[REQUIRED WORK]:
Starting from the line that holds "Target — blurred light bokeh", print every line through the end of the records, first and last included.

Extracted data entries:
++++++++++++++++++++

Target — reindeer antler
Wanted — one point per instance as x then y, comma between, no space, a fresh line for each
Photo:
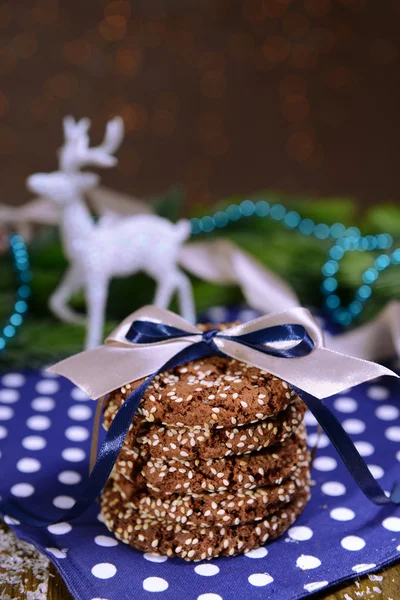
76,154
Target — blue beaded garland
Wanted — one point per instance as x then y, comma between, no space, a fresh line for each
20,259
345,240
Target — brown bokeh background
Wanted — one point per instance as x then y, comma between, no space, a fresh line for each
222,96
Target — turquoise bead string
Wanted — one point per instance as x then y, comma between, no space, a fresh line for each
20,258
345,239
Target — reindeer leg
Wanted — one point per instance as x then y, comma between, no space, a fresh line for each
164,291
70,284
185,297
96,300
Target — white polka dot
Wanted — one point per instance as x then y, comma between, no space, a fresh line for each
47,386
342,514
257,553
376,471
260,579
393,434
34,442
11,520
80,412
104,570
77,434
333,488
106,541
206,570
28,465
56,552
13,380
9,396
363,567
155,584
79,395
345,404
324,463
306,562
378,392
309,419
150,556
43,404
319,441
6,413
352,543
22,490
364,448
315,585
300,533
392,523
64,502
353,426
69,477
387,412
48,374
59,528
38,423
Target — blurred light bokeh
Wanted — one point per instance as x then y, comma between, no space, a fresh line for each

++++++++++++++++++++

[ANSWER AREA]:
Target — blurred light bokeh
Wanted — one point per instance as x then y, comma between, no space, a fresh line for each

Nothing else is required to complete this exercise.